> _課題_:
提示文に出てくる人名を、登場順にすべて挙げよ。

好きな男とはこじれ、山梨では財布をなくし、おまけに足に謎の帯状疱疹状のブツブツ(帯状疱疹ではない)ができまくった状態で今から韓国に旅立つ。

向こうの出版社からは滞在中のスケジュールが何も送られてきていない。こんな状態で今から旅立つのか。己の存在が世界一小さく見える月曜日、こんばんは。菊地成孔です。嘘です。小野美由紀です。自分とは別の、何か大きな存在になりたいと思っても小野美由紀から出られないのがもどかしい。

私はいつも自分よりも進みの遅い人を見るとイライラして、ついてきてくれないならもういいよとすぐに自ら関係性を切ってしまうのだが、切った後でいつも、そういう人の方が実は自分より何倍も進んでいたことに思い当たったり、自分の知らないことを何倍も知っているのだなということを思い知って常に後悔する。後悔の多い人生だ。こと人間関係においては。村上春樹のスプートニクの恋人にも「良いものはゆっくり育つ」という一文があるけれど、ゆっくり育つ良いものに目を向ける気持ちが少ないのかもしれない。早く成果を出したくて、いつも焦っている。焦って結果に辿り着こうとする。それで後で取りこぼしたものの多さに気づいて愕然とする。それを鋭さと呼ぶか、痩せた細さと呼ぶか。

山梨で見た、1000年生きてる杉の木はすごかった。なんていうか、どおおん、って地面にめり込む形で立ってた。ものすごく太いってわけじゃないのに、確かな力強さがあった。エネルギーがそこに濃縮している感じ。見ているだけで脳の磁場が狂って天地がわからなくなる感じ。

> _記録_:
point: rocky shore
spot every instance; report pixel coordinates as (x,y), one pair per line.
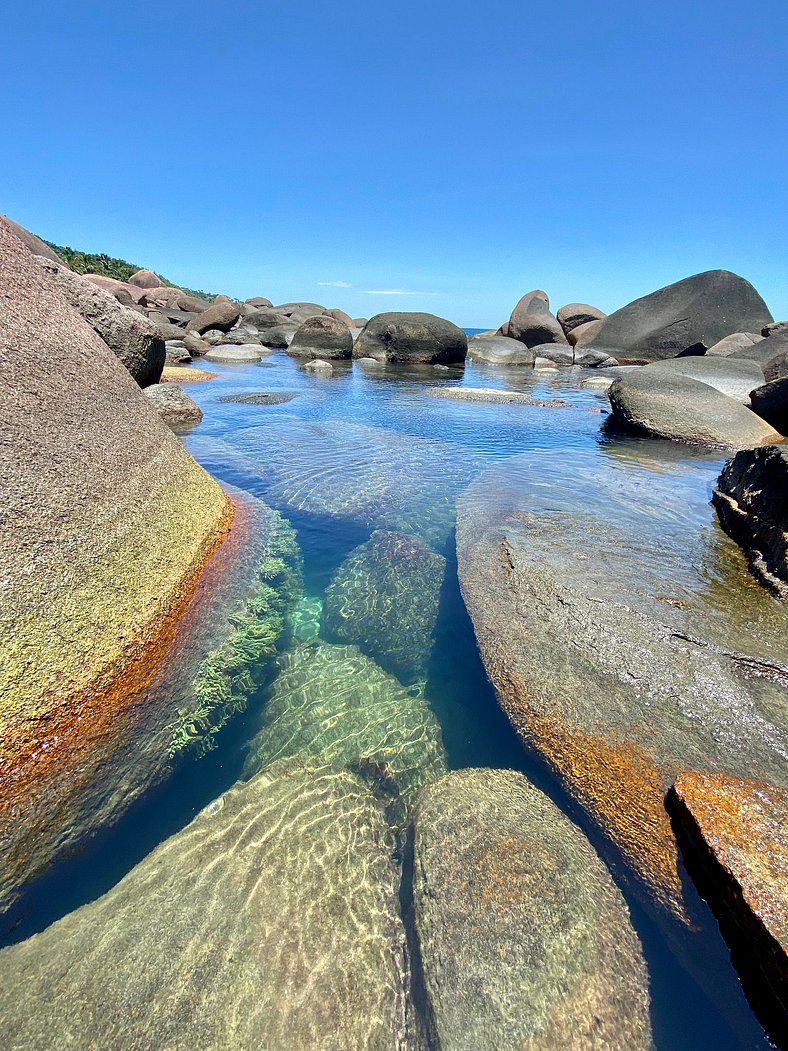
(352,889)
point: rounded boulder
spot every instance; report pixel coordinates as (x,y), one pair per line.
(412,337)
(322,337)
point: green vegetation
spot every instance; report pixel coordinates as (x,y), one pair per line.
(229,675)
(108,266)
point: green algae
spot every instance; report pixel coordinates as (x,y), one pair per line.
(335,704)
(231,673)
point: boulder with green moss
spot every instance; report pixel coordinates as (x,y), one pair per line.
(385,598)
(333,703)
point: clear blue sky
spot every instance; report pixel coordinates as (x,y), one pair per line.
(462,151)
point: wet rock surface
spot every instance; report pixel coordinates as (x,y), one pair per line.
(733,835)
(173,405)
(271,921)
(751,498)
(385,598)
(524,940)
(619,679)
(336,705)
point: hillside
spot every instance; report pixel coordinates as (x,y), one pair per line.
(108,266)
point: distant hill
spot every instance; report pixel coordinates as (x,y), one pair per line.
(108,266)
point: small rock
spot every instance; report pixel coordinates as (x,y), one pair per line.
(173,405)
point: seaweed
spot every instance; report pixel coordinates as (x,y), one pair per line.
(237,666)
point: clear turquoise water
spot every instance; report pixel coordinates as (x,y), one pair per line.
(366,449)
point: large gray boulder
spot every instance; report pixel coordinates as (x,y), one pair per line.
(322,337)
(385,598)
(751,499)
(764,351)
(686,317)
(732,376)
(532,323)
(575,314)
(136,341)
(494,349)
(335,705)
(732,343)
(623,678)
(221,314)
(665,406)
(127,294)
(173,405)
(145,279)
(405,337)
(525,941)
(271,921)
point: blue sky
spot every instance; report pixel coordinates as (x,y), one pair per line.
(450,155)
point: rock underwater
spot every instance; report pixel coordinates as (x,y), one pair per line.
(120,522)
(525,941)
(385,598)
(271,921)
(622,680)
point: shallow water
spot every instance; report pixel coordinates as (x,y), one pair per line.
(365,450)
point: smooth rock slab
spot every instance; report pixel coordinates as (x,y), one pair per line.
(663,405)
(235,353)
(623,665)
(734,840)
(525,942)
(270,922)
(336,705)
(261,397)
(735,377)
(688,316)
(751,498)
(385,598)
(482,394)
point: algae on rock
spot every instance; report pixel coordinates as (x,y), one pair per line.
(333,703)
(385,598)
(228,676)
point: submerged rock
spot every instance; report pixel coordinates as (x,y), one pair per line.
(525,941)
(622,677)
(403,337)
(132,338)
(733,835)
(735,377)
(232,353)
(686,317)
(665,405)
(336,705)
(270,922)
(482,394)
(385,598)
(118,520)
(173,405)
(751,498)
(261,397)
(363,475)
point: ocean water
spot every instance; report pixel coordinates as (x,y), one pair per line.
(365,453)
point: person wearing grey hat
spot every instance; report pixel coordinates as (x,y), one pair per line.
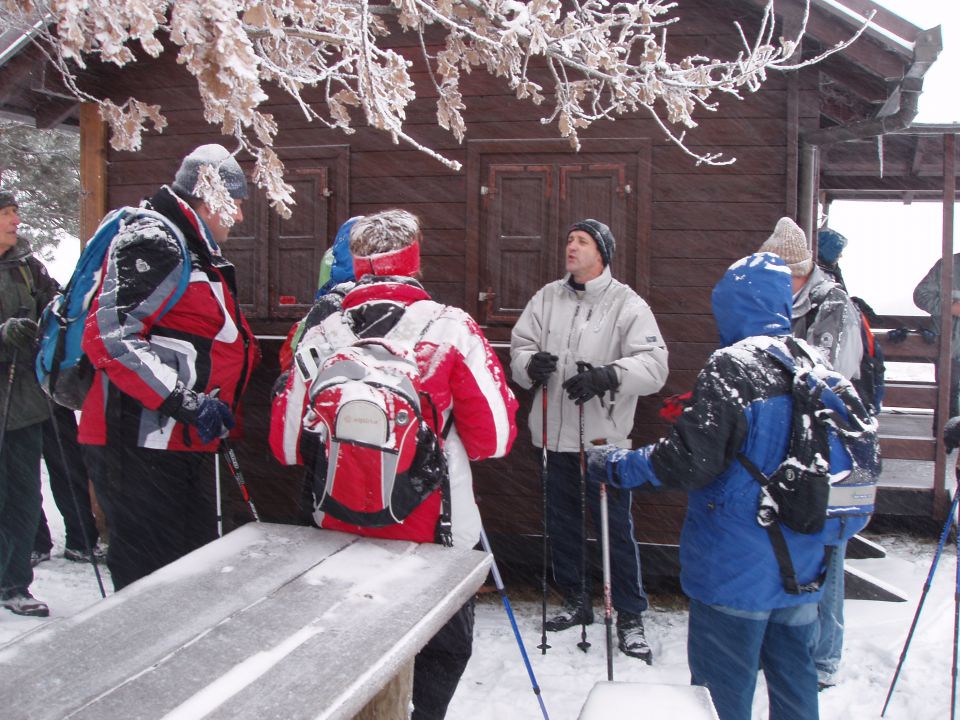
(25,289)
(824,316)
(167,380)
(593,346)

> _結果_:
菊地成孔、小野美由紀、村上春樹